*Esercizio*: Per favore, ricopia senza modifiche dal testo sulle élite tutto ciò che va da "Nel tentativo di capire" giù fino a "svolta dalle élite.".

*Brano estratto*:
--
Nel tentativo di capire ciò che avviene intorno a noi ci lasciamo guidare opportunamente dal materialismo storico nel valutare i molteplici fattori dell’economia, per dedurne le linee possibili di sviluppo delle vicende umane. Tuttavia spesso da questa operazione non ricaviamo una comprensione piena ed esaustiva dei fenomeni e della geopolitica perché è necessario inserire all’interno di questa narrazione una variabile costituita dal ruolo svolto dagli individui e integrare nell’analisi materialista storica elementi scaturenti dalle azioni individuali dalle pulsioni umane e quindi dalla funzione svolta dalle élite.
Mentre il primo ventennio del secolo scorso è stato segnato dall’imporsi delle grandi masse sulla scena politica e quindi dal prevalere dei partiti politici che tuttavia, in un lasso di tempo relativamente breve, si verticalizzarono, conferendo un ruolo fondamentale a coloro che ne assumevano la guida nella seconda metà degli anni 30 si affermò nell’ambito della sociologia della politica quando ancora dominavano i leader della politica lo studio del ruolo delle élite che, assumendo come strumento la guida di un partito politico, scalavano il potere al fine di gestire la politica degli Stati.
Se sotto il profilo fattuale fu la guerra a svolgere la funzione di liquidare il ruolo dei leader più o meno carismatici sostituendo ad essi il governo composto da team di esperti quali collettori degli interessi di classe, toccò a Max Weber dedicare alcune delle pagine più interessanti della sua sociologia politica alla “superiorità del piccolo numero”, nel tentativo di spiegare il ruolo svolto dalle élite che si andava imponendo a segnare la nuova era. Dopo di lui analisi come quella di Wieser sull’essenza del potere misero in luce ruolo e funzione del principio minoritario, secondo il quale poche persone governano le masse, ma fu Vilfredo Pareto ad identificare compiutamente nelle élites e nella loro circolazione i concetti chiave per un’interpretazione globale dei fenomeni politico-sociali per come si andavano configurando nelle società complesse.
--
*Dati forniti*:
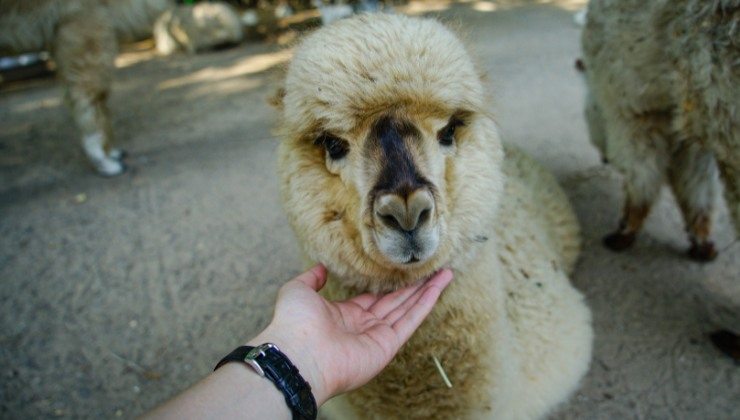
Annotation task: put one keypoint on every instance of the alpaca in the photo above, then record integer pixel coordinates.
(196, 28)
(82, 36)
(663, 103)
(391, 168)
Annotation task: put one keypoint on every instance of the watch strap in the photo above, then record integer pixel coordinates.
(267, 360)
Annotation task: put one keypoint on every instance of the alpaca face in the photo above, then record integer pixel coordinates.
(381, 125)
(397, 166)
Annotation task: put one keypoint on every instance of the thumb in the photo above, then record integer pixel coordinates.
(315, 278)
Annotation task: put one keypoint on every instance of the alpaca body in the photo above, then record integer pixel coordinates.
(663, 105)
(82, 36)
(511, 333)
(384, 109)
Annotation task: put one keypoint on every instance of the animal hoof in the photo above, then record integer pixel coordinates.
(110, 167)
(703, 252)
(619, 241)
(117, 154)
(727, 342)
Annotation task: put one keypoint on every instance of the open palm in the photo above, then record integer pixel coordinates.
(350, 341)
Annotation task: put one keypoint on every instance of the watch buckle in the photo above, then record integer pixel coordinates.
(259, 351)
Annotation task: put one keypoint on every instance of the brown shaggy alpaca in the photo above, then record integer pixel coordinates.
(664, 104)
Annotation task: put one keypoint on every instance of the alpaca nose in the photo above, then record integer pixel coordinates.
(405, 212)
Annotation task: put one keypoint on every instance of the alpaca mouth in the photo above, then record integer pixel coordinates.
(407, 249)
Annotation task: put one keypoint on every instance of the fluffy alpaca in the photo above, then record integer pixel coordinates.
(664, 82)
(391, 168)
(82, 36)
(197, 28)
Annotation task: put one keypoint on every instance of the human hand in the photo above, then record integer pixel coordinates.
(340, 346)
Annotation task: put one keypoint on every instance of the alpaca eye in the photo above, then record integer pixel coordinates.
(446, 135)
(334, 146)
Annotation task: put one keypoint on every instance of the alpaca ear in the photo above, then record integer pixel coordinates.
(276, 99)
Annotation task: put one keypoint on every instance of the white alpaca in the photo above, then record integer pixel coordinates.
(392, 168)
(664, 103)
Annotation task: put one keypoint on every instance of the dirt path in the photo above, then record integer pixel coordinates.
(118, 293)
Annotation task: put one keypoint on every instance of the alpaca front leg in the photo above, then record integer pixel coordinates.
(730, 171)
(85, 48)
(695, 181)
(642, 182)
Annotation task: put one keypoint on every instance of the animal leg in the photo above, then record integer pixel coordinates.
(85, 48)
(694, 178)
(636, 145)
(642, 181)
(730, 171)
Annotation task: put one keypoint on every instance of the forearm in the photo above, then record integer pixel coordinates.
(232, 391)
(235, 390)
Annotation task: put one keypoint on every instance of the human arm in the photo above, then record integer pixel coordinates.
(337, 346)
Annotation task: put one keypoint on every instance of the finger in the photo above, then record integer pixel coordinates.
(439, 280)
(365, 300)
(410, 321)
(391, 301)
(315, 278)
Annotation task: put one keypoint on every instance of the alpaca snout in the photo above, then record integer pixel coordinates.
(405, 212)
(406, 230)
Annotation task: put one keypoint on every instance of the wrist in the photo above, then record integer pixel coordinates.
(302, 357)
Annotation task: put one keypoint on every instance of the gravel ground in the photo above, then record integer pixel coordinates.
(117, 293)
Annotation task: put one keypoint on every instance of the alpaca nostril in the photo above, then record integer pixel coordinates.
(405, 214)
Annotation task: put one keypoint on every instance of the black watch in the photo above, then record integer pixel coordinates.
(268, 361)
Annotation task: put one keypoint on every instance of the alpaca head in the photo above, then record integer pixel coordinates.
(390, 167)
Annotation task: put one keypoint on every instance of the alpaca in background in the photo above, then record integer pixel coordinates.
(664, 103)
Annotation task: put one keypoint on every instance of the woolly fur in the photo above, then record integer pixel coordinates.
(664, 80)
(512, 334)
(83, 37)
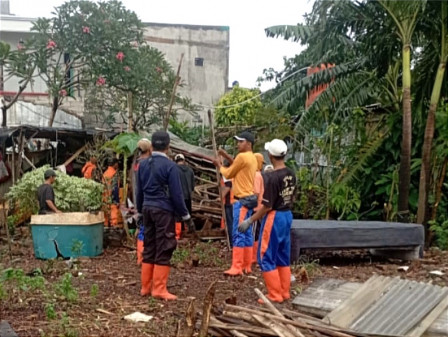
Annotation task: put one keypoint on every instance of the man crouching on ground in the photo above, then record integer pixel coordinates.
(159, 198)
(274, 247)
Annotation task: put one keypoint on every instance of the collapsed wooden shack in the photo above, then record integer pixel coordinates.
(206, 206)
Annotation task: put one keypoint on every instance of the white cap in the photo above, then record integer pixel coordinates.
--
*Risposta*:
Nel tentativo di capire ciò che avviene intorno a noi ci lasciamo guidare opportunamente dal materialismo storico nel valutare i molteplici fattori dell’economia, per dedurne le linee possibili di sviluppo delle vicende umane. Tuttavia spesso da questa operazione non ricaviamo una comprensione piena ed esaustiva dei fenomeni e della geopolitica perché è necessario inserire all’interno di questa narrazione una variabile costituita dal ruolo svolto dagli individui e integrare nell’analisi materialista storica elementi scaturenti dalle azioni individuali dalle pulsioni umane e quindi dalla funzione svolta dalle élite.